-- The exercise --
State how many of the lines below contain the string "decorative" with matching case. Reply with the number alone.

-- Material --
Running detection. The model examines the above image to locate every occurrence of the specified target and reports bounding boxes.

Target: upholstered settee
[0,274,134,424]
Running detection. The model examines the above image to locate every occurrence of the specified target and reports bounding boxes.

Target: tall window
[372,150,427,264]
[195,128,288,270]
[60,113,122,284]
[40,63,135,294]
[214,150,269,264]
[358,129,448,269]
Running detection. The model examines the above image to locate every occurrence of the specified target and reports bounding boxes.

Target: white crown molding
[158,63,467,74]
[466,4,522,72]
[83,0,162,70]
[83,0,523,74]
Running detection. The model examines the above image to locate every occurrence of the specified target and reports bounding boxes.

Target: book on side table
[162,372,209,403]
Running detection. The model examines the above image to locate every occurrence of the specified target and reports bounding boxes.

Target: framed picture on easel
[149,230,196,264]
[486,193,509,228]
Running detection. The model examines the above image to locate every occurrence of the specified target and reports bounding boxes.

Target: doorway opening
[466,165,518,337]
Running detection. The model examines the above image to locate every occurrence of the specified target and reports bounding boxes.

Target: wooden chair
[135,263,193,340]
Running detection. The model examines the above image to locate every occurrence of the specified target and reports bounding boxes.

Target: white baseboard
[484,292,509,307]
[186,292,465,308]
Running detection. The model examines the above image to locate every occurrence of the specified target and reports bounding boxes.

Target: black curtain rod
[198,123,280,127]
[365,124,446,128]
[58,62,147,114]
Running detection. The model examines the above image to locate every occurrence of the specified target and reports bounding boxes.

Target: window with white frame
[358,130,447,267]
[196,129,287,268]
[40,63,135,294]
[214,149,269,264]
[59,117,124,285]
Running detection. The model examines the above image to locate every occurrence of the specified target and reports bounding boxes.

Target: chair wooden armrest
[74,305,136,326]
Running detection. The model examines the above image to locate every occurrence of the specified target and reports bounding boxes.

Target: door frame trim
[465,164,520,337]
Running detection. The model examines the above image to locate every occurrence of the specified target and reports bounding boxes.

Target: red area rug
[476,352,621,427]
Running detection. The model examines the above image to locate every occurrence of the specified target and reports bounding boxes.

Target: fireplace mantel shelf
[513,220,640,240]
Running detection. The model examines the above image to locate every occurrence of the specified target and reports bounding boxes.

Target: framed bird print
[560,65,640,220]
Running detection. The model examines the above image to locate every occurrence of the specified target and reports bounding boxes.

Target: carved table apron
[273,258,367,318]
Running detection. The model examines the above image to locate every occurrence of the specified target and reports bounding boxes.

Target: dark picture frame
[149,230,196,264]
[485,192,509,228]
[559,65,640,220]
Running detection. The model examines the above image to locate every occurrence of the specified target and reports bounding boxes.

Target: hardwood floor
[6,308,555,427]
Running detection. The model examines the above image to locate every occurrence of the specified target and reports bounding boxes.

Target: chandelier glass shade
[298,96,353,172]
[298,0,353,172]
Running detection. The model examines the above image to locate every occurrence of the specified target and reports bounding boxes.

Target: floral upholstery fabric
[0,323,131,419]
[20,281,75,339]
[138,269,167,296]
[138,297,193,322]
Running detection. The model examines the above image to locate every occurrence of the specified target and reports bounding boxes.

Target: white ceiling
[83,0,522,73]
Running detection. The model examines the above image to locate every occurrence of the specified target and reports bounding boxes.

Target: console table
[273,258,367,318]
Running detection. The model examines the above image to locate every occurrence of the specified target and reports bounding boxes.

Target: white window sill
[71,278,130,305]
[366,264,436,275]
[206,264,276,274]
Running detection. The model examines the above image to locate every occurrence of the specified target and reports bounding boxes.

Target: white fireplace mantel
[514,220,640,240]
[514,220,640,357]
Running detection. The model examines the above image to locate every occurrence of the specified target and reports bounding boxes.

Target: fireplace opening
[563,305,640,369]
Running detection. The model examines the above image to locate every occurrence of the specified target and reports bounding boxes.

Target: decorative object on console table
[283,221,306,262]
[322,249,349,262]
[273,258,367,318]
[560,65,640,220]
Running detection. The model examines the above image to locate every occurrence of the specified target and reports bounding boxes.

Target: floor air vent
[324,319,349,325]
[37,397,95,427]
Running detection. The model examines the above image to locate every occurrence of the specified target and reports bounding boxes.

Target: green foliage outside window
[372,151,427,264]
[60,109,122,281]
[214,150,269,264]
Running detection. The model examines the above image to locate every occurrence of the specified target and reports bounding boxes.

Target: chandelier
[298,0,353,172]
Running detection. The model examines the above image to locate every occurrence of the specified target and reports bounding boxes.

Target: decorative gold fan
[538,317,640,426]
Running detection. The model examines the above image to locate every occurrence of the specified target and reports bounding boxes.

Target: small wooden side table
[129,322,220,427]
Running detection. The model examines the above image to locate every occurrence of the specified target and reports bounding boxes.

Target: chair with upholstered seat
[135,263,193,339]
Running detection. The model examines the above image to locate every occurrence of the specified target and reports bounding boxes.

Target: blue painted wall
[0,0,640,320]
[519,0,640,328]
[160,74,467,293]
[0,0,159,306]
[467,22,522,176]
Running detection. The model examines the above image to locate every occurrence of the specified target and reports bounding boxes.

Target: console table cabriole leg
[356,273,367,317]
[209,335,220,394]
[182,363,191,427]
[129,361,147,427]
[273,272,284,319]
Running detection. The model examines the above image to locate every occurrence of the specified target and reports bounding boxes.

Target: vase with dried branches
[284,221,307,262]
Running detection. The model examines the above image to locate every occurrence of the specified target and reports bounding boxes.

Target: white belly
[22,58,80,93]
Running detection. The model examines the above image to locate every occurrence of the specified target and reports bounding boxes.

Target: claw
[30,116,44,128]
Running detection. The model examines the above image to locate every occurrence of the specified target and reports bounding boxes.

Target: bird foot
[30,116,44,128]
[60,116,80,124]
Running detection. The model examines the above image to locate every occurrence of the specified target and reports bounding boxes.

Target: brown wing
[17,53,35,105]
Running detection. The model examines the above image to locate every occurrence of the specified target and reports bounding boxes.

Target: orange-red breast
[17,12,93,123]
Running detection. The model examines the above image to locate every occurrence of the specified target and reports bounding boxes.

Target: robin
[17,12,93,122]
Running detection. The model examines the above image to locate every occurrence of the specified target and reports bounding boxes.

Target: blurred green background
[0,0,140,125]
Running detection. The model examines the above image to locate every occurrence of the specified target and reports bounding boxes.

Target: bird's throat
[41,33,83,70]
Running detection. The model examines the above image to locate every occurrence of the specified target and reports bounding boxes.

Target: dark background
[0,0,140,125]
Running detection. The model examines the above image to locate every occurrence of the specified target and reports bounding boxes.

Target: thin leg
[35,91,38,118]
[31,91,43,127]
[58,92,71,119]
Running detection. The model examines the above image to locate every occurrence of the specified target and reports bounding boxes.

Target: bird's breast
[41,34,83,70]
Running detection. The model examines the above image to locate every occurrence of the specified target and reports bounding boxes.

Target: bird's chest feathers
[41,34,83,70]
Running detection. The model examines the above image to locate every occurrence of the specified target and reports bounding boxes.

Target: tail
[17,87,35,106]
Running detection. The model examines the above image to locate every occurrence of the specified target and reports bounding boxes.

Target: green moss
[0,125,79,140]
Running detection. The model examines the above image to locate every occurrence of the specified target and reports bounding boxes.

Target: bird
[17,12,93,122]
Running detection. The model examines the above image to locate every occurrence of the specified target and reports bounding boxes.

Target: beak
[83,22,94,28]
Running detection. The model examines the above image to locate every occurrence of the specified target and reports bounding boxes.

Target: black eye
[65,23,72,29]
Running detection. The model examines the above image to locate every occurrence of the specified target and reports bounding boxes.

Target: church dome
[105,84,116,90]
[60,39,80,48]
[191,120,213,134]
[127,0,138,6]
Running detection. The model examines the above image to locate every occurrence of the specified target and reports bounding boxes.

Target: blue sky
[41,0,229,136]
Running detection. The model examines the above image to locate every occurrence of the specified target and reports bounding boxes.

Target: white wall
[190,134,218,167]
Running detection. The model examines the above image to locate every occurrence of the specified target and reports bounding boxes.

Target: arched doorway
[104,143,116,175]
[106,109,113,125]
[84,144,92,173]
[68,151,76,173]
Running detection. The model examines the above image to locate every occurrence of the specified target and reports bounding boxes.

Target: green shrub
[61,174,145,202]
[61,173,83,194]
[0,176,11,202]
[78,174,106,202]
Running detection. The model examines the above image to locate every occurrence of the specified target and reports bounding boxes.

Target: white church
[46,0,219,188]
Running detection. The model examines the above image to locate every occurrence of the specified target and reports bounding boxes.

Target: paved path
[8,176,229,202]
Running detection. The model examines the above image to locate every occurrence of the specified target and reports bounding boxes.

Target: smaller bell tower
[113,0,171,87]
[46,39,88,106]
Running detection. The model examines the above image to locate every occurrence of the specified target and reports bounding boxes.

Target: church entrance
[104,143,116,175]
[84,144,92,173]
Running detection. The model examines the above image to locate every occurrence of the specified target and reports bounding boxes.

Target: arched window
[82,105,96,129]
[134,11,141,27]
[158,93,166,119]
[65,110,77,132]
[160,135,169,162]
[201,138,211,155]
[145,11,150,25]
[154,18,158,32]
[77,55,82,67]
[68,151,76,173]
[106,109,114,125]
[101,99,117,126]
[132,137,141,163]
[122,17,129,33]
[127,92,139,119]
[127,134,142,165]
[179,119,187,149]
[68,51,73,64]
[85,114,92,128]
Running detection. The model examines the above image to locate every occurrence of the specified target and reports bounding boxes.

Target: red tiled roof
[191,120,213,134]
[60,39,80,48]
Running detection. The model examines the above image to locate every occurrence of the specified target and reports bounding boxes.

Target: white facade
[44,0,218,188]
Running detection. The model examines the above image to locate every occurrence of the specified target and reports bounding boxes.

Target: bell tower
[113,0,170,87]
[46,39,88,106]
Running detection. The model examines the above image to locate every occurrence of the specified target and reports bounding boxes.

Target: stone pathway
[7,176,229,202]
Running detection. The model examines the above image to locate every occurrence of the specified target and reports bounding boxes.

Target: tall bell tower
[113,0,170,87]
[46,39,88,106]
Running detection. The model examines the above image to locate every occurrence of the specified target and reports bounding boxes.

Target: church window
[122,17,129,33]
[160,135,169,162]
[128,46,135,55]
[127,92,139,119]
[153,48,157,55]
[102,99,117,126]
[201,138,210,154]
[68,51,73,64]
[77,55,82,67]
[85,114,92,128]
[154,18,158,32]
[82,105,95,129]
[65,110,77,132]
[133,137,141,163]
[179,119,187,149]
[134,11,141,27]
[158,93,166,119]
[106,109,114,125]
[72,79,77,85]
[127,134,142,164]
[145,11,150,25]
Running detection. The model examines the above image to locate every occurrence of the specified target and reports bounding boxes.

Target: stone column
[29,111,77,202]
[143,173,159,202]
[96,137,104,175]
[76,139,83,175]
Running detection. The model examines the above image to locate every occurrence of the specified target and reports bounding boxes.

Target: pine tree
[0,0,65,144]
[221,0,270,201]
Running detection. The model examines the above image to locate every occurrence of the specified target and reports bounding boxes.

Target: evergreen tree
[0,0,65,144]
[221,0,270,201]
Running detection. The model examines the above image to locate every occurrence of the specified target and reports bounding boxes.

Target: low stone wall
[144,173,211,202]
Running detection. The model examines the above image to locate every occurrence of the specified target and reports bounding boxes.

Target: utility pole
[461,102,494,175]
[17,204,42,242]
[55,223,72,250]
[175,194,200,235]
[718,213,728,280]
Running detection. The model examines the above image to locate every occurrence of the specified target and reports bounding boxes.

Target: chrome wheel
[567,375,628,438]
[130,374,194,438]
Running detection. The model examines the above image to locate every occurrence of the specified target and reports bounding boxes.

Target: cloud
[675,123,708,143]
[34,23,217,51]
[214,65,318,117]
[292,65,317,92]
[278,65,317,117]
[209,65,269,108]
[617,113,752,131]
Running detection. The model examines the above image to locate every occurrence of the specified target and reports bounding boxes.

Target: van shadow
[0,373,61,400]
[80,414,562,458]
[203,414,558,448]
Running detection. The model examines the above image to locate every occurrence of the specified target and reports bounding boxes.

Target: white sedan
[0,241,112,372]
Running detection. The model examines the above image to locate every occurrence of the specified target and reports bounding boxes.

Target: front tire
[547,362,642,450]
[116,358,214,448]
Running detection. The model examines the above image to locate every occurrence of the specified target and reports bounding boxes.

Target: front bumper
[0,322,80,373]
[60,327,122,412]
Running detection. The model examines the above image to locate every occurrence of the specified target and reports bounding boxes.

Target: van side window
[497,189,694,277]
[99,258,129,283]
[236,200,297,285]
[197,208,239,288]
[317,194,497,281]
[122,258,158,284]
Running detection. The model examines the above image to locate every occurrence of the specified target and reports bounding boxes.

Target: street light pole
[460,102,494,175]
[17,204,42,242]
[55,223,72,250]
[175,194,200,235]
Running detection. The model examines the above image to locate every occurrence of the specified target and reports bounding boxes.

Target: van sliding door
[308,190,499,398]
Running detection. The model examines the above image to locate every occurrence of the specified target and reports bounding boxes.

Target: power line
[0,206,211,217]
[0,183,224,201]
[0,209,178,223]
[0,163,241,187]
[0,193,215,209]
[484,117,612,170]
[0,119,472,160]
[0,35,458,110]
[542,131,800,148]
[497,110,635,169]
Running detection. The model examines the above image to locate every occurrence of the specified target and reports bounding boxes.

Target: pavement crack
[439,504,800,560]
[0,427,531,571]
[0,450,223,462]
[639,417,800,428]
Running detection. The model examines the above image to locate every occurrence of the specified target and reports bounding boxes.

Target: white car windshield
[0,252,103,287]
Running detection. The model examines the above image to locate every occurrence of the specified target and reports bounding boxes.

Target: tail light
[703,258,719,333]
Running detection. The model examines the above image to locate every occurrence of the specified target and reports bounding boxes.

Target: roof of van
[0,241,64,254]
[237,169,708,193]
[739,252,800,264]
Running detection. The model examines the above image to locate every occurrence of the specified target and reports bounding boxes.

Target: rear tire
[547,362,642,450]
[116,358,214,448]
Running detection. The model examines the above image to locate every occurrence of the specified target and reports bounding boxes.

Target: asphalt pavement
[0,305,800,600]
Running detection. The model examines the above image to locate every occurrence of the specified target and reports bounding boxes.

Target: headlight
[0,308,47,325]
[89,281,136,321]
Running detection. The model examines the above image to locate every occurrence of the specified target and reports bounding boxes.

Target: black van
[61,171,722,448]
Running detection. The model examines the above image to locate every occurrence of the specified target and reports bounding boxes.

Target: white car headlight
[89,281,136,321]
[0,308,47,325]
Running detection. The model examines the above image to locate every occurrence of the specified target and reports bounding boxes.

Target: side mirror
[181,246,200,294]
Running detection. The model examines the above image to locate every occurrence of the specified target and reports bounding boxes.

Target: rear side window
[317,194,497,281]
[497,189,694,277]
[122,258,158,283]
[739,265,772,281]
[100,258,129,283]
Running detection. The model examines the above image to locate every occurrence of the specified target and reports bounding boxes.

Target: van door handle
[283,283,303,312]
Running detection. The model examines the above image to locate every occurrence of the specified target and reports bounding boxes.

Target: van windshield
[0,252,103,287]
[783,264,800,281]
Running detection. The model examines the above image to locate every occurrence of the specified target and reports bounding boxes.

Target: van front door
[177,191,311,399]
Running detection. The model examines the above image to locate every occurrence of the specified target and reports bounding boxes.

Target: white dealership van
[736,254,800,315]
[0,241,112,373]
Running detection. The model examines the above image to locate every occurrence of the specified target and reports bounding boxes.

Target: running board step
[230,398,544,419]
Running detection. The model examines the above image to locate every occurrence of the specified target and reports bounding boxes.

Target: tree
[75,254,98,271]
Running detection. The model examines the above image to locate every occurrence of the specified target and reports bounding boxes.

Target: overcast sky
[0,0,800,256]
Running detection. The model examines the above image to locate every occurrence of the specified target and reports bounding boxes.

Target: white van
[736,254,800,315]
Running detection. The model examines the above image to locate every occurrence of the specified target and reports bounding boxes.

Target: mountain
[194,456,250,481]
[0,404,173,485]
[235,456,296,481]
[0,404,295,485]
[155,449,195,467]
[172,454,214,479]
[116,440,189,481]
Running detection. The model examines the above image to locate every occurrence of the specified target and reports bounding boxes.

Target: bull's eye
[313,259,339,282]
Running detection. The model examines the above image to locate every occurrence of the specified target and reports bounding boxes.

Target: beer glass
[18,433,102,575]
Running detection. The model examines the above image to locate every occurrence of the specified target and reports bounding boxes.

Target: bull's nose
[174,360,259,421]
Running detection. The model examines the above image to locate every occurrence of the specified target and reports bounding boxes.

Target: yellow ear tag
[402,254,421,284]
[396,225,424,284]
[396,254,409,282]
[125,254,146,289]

-- Written solution --
2